> _Problem to work on_
From the listing below, pick out every line that contains the word "shirt" and copy each of those lines out in full.

> _Dataset records_
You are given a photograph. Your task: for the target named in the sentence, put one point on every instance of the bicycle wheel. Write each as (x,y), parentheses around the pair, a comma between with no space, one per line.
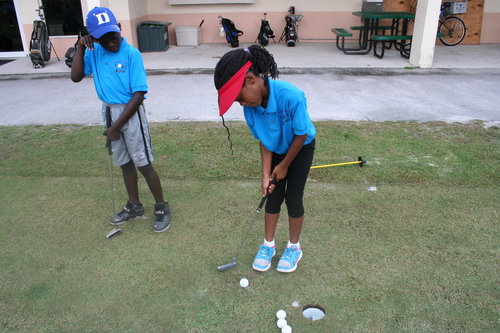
(451,31)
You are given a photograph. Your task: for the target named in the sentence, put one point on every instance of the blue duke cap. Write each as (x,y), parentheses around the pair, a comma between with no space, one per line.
(100,21)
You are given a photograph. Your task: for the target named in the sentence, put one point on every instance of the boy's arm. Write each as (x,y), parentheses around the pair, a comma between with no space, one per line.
(77,72)
(113,132)
(281,169)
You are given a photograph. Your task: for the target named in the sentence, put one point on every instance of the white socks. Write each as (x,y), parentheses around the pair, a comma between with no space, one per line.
(270,244)
(297,245)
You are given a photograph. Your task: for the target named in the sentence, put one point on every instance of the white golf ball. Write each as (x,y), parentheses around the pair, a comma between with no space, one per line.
(281,314)
(244,282)
(281,323)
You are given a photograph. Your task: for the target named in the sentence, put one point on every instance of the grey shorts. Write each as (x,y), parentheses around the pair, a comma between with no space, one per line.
(135,142)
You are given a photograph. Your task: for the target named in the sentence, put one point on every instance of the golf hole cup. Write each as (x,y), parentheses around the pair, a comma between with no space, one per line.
(244,282)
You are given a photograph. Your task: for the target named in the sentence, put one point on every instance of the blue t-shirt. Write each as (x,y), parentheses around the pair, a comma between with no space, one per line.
(285,117)
(116,75)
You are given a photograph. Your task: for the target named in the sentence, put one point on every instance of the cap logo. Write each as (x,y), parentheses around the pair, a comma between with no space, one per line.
(102,18)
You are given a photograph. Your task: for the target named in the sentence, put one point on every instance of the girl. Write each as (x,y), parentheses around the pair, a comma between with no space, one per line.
(276,114)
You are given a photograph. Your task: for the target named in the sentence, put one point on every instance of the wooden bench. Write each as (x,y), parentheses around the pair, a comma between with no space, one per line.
(341,32)
(380,27)
(403,49)
(361,29)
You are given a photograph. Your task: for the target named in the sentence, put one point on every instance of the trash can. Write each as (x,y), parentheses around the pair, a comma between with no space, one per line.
(188,35)
(153,36)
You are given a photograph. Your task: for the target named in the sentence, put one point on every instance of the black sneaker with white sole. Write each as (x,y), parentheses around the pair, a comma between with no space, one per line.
(162,213)
(130,211)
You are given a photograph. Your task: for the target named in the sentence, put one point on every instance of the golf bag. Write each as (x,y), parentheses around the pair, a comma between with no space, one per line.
(290,33)
(265,33)
(232,33)
(40,45)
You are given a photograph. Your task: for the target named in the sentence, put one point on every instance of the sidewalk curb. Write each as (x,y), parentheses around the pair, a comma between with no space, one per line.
(287,71)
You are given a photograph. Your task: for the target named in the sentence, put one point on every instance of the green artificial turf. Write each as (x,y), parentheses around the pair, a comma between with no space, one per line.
(419,254)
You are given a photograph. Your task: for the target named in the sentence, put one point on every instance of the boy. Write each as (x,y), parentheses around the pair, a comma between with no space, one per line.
(120,83)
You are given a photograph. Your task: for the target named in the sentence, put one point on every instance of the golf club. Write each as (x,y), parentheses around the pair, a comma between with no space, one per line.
(116,230)
(360,161)
(233,261)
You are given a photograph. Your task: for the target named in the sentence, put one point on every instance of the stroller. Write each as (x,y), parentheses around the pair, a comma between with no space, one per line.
(232,33)
(290,33)
(265,32)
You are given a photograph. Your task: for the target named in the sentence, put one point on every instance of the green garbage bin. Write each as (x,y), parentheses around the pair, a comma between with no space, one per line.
(153,36)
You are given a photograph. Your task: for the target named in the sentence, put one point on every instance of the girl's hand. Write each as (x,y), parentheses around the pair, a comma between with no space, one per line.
(267,186)
(279,173)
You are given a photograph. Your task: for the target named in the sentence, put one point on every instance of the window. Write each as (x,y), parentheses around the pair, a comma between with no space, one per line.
(63,17)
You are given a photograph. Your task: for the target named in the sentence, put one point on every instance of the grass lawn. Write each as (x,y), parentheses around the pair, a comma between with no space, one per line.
(419,254)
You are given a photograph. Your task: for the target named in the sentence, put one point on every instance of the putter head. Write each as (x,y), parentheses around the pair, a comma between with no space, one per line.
(227,266)
(113,233)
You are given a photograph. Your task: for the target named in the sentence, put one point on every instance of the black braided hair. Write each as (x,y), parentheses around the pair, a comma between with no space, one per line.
(263,64)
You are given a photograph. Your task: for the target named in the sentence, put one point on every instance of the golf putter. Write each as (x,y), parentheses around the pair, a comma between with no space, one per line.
(233,261)
(116,230)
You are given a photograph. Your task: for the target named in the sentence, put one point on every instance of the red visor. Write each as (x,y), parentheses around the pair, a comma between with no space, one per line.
(230,90)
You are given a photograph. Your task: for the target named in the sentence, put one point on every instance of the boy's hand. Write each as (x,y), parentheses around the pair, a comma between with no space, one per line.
(112,134)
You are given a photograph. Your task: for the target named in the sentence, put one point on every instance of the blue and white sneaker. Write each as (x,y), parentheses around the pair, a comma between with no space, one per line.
(289,260)
(262,260)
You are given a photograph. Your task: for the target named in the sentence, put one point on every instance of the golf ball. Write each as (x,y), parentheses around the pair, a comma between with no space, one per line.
(281,314)
(244,282)
(281,323)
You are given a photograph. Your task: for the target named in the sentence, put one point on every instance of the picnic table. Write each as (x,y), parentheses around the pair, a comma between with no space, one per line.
(371,33)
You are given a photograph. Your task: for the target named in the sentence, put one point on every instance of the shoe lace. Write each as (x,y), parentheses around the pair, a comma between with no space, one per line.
(265,252)
(287,255)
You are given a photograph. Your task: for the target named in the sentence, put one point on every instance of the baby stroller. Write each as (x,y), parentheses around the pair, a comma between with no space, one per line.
(265,32)
(290,33)
(232,33)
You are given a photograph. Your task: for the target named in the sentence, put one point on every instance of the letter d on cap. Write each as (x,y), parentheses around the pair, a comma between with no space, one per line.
(102,18)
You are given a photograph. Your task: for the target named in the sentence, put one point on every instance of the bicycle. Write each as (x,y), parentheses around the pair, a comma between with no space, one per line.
(40,44)
(451,29)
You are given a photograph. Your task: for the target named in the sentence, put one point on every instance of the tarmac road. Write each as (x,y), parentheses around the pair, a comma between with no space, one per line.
(374,95)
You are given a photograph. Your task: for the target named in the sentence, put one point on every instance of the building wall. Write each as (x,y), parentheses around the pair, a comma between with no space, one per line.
(490,32)
(319,17)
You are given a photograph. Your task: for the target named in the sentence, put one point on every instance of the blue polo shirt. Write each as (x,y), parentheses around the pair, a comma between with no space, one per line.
(116,75)
(285,117)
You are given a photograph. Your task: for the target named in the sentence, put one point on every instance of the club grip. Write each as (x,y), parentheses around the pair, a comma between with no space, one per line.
(265,197)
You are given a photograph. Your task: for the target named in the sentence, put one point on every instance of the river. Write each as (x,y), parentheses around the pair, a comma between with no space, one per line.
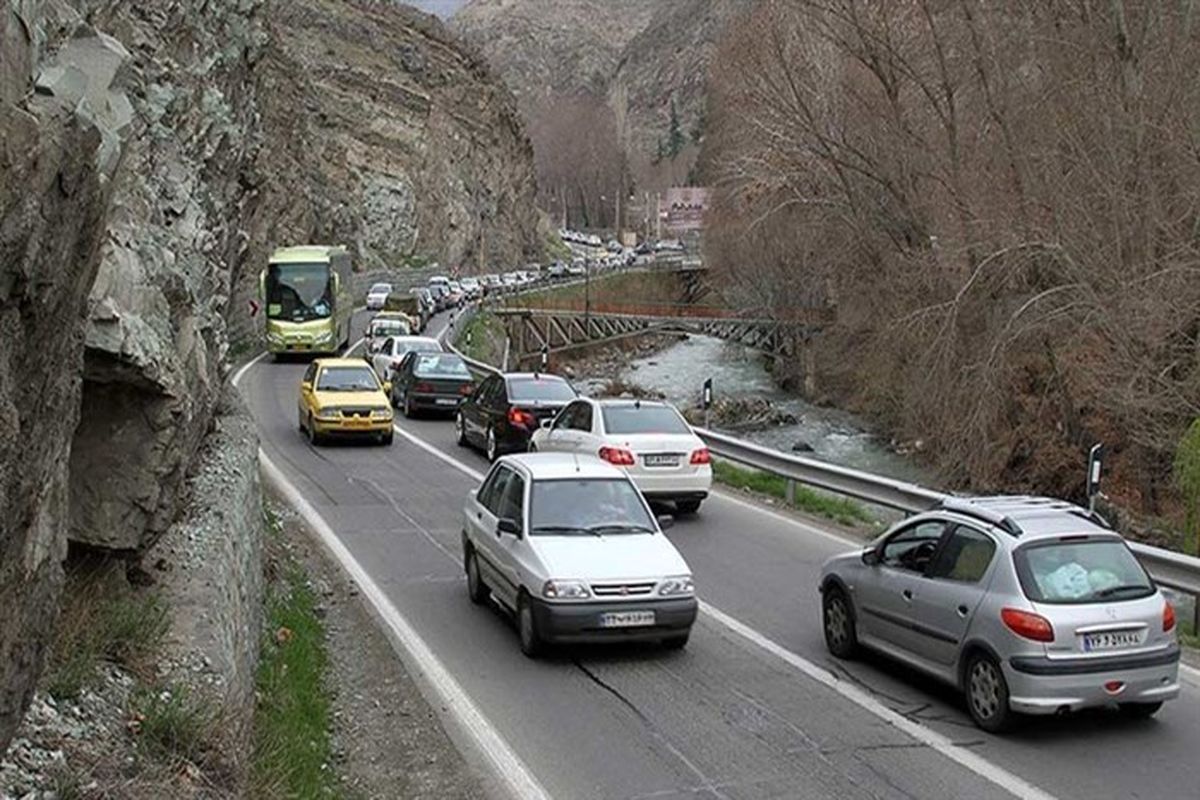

> _Solution_
You are given a photograph. Your task: for the target named in the sentence, put one point on every instance of the blue t-shirt. Write each as (x,y), parentheses around the pair, a comma between with no space, one per line.
You are given a photograph. Your task: for the target named in the sentence, put one point on every instance of the blue polo shirt. Write each as (x,y), parentheses around the pair, a comma between with no space, one per line.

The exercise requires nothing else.